Work order
Which lines of the data below contain "thickest"? Please show them all.

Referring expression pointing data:
────────

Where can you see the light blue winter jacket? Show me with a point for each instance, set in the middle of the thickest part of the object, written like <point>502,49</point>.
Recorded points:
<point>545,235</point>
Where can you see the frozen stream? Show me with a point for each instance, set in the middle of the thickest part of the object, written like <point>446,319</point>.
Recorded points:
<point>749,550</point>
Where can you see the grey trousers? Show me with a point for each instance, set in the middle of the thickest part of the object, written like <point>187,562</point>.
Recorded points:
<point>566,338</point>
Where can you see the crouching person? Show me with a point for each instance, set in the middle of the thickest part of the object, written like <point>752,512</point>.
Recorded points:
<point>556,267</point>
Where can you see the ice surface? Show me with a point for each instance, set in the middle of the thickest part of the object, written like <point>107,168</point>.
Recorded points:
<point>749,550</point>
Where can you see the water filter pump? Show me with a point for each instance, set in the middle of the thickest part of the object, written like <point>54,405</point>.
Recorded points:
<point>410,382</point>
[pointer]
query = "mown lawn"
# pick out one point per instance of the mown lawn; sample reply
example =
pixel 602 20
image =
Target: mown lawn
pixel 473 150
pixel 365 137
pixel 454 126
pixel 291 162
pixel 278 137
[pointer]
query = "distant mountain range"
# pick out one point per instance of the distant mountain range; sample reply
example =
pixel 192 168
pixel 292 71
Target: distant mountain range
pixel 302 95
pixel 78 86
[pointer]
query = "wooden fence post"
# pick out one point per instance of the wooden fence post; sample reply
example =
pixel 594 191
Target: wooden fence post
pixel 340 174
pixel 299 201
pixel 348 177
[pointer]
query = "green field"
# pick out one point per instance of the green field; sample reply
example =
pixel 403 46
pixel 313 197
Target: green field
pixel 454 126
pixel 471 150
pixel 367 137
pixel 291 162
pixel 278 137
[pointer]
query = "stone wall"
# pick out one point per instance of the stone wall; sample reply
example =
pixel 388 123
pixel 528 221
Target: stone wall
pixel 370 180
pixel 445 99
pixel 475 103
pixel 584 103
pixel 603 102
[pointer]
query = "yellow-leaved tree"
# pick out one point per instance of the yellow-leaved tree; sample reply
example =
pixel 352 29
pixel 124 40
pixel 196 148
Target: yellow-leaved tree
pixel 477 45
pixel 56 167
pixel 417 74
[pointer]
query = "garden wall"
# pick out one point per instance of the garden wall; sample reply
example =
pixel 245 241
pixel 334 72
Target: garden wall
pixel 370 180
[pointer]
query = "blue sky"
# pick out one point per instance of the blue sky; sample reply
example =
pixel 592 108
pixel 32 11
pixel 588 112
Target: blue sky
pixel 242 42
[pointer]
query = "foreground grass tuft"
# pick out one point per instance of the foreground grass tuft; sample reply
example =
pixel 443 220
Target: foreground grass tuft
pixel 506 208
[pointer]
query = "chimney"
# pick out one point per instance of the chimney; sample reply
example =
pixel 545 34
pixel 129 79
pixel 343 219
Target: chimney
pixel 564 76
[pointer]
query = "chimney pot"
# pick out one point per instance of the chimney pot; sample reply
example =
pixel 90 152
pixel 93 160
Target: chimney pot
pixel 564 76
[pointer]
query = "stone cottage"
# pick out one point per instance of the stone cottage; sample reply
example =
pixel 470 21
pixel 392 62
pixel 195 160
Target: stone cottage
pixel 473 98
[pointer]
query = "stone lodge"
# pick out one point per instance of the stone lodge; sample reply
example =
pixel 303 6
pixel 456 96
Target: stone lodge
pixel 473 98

────────

Final answer
Where can you see the light blue winter jacket? Show me with a point for each instance, set in the middle of the thickest part of the object, written like <point>502,49</point>.
Where can you see the frozen stream? Show me with a point for each instance, set in the middle of the thickest part of the object, written like <point>446,319</point>.
Where can you see the grey trousers? Show me with a point for each instance, set in the middle of the thickest part of the object, written like <point>187,562</point>.
Where can you see the crouching person? Show me with a point for each instance, set in the middle of the thickest part of the object, written like <point>752,512</point>.
Where can you see the ice surface? Show me with a point for each instance, set in the middle of the thickest part of the object, written like <point>107,168</point>.
Where can you see the water filter pump? Show me with a point for each instance, set in the middle of the thickest part of the object, written like <point>54,405</point>.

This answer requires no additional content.